Image-grounded pointing data:

━━━

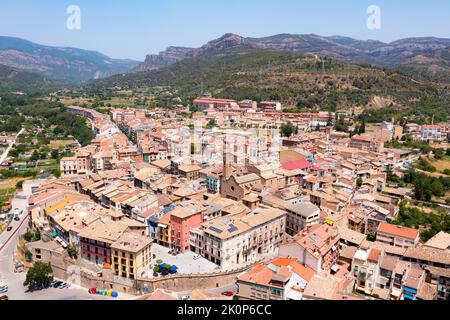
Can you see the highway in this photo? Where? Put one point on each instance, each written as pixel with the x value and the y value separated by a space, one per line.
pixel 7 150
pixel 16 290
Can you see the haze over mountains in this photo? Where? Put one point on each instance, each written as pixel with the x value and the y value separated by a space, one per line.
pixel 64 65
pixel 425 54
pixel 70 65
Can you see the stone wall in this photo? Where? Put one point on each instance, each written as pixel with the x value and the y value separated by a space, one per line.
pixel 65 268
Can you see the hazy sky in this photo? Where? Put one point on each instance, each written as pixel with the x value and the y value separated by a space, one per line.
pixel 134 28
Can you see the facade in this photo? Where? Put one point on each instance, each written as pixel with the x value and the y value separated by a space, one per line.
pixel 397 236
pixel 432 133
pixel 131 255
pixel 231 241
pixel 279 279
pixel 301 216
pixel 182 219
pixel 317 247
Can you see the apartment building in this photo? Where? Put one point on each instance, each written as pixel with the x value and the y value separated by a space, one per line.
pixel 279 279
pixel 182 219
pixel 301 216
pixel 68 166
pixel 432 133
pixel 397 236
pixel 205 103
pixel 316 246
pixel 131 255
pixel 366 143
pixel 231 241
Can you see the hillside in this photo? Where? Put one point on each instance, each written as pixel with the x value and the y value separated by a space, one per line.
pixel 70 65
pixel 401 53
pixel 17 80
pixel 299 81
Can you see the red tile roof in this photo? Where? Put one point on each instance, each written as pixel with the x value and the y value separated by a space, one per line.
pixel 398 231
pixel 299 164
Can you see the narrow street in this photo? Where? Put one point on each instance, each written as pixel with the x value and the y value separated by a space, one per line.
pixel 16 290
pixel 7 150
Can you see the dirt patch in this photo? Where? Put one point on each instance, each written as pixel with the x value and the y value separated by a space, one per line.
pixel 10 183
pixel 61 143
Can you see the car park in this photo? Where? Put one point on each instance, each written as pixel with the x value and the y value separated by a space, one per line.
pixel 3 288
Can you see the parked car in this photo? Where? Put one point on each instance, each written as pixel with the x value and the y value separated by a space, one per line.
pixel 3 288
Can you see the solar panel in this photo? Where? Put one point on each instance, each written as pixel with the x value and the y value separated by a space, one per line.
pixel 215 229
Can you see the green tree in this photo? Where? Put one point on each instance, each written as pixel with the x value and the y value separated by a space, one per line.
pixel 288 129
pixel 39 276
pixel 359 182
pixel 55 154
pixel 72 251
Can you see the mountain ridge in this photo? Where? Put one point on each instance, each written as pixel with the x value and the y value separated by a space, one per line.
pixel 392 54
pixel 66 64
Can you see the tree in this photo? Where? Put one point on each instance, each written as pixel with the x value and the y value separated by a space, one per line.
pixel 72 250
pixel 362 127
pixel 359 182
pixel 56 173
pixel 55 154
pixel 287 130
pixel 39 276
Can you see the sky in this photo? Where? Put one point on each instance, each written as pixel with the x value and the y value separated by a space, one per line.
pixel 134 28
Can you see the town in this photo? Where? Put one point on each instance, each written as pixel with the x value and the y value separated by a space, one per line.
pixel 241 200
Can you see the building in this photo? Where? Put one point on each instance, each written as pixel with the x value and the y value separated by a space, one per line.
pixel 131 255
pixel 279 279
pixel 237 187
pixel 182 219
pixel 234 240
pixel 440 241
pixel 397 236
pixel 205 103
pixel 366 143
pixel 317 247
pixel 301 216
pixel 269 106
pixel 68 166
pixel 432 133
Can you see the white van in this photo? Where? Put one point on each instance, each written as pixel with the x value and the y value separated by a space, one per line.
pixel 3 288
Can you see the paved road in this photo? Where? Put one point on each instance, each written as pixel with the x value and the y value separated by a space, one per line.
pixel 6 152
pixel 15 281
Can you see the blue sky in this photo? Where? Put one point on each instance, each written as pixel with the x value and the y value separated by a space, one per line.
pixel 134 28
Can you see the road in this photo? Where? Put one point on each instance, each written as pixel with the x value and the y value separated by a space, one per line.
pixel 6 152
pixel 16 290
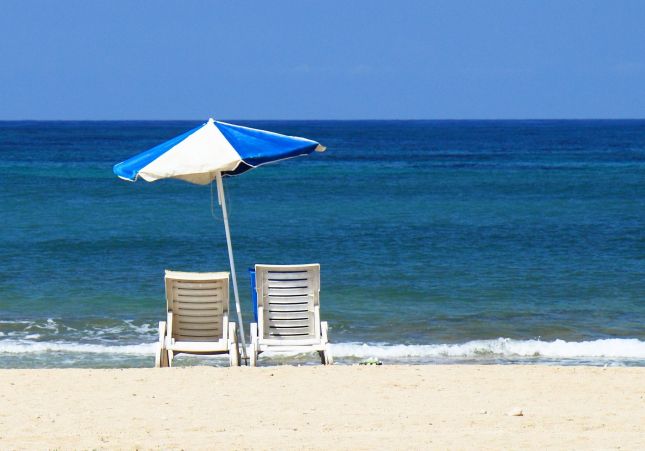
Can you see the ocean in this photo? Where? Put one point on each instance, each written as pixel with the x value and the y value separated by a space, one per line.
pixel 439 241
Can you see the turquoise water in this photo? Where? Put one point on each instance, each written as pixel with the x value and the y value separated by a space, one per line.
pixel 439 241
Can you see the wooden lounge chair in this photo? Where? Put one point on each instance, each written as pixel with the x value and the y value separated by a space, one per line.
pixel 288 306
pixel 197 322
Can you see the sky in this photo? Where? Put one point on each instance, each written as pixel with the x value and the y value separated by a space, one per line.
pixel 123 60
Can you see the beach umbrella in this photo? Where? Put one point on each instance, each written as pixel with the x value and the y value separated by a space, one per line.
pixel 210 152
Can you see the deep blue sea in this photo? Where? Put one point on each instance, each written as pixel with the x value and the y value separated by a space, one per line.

━━━

--- Work instruction ---
Give the data again exactly, image-free.

--- Completed exercise ---
Can you see the highway in this photo? Where? Put one point on each instance, each written as pixel with the x value and the y value separated by a space, one per line.
pixel 7 150
pixel 16 290
Can you see the haze over mountains in this photo? Where? Put one point on each instance, each written as pixel with the x value and the y value separated by a space, one per line.
pixel 64 65
pixel 425 54
pixel 70 65
Can you see the stone wall in this photo? Where? Put one point on each instance, each written as pixel with the x value and the y value separated by a space, one per line.
pixel 65 268
Can you see the hazy sky in this photo? Where? Put one point on each instance, each written as pixel with the x value and the y value separated by a space, one per line.
pixel 134 28
Can you see the facade in this photo? Where? Put one point on each instance, each written as pixel with the x value and the y value separated by a space, one per line.
pixel 397 236
pixel 432 133
pixel 131 255
pixel 231 241
pixel 279 279
pixel 301 216
pixel 182 219
pixel 317 247
Can you see the apartment building in this photo? Where? Put one point on each instance, each written as pixel with the x value and the y value separated by a space, one per line.
pixel 279 279
pixel 182 219
pixel 301 216
pixel 68 166
pixel 432 133
pixel 397 236
pixel 205 103
pixel 316 246
pixel 131 255
pixel 366 143
pixel 231 241
Can you see the hillside in this photo? Where? Put one point on each instance, each written as pixel with the x value and the y value separated by a space, one per line.
pixel 70 65
pixel 401 53
pixel 17 80
pixel 299 81
Can you see the red tile roof in this photo? Where? Put one point on each instance, each written as pixel with the x value and the y value separated by a space, one per line.
pixel 398 231
pixel 299 164
Can you see the narrow street in this photo? Where? Put one point on each instance, each written as pixel with the x value and the y value separated by a space, one per line.
pixel 16 290
pixel 7 150
Can you see the dirt patch in this photo? Where? Put one point on each instance, each written as pixel with the x value and the y value separated by a space, one per line.
pixel 10 183
pixel 61 143
Can you see the car park in this photo? Where? Put one point on each instance, each written as pixel with the x value and the y value separated by a space, one per line.
pixel 3 288
Can you see the parked car in this photo? Where? Put one point on each instance, each written as pixel with the x value and the y value separated by a space, one per line.
pixel 3 288
Can you see the solar panel in this photo? Where? Put one point on each instance, each written as pixel with the x value and the y value separated by a space, one per line.
pixel 215 229
Can you see the green tree in this photo? Where? Put one point on each instance, each written as pixel with the x value and the y value separated by a space, one per line.
pixel 288 129
pixel 39 276
pixel 359 182
pixel 55 154
pixel 72 251
Can you see the mountain ridge in this photo? Where? Put one point on each instance, each written as pixel with the x value and the y value separated by a space, one per line.
pixel 392 54
pixel 66 64
Can you see the tree in this photo? Where? Put one point on each instance, each written as pixel with the x value and the y value separated by a space, one per line.
pixel 72 250
pixel 362 127
pixel 359 182
pixel 56 173
pixel 55 154
pixel 287 130
pixel 39 276
Can you see the sky in this photo? Where? Put one point on each instance, each written as pixel with the x value and the y value separated by a space, one per line.
pixel 134 28
Can you see the town in this photo? Where? Put one point on each instance, each written as pixel with the x value and the y value separated by a space, one per line.
pixel 241 200
Can you see the building in this photo? Where? Put one point on each instance, each written as pixel with the x value and the y value separated by a space, one per line.
pixel 131 255
pixel 279 279
pixel 237 187
pixel 182 219
pixel 234 240
pixel 440 241
pixel 397 236
pixel 205 103
pixel 366 143
pixel 317 247
pixel 301 216
pixel 269 106
pixel 68 166
pixel 432 133
Can you see the white van in this photo? Where? Put one point on each instance, each written as pixel with the x value and the y value separated by a space, one per line.
pixel 3 288
Can you see the paved road in this photo? Where? Put one point on each instance, each written as pixel with the x value and the y value separated by a space, one per line.
pixel 6 152
pixel 15 281
Can you see the blue sky in this photo? Where? Put one point on each instance, each written as pixel with the x value and the y value separated by a space, one per line.
pixel 134 28
Can you see the road in this photo? Where? Put one point on each instance, each written as pixel with the x value and the y value separated by a space, one per line.
pixel 6 152
pixel 16 290
Can you see the ocean in this photo? Where? Put one point on each instance, each written as pixel with the x value and the y value separated by a space, one per line.
pixel 439 241
Can you see the turquoise water in this photo? Where? Put one point on each instance, each written as pixel with the x value and the y value separated by a space, one per line.
pixel 439 241
Can you see the wooden lounge chair in this photo? Where? Put one point on each instance, each written as pixel with the x value and the y value separated by a space, one per line.
pixel 288 306
pixel 197 322
Can you see the sky in this photo? Where? Put one point on each instance, each written as pixel with the x value and the y value separated by a space, one per line.
pixel 123 60
Can you see the beach umbrella in this photo? Where? Put one point on each instance, each written as pixel with the x value and the y value separated by a space, one per line.
pixel 210 152
Can you see the deep blue sea in this photo? Where? Put one point on each instance, each written as pixel with the x value and the y value separated by a space, one per line.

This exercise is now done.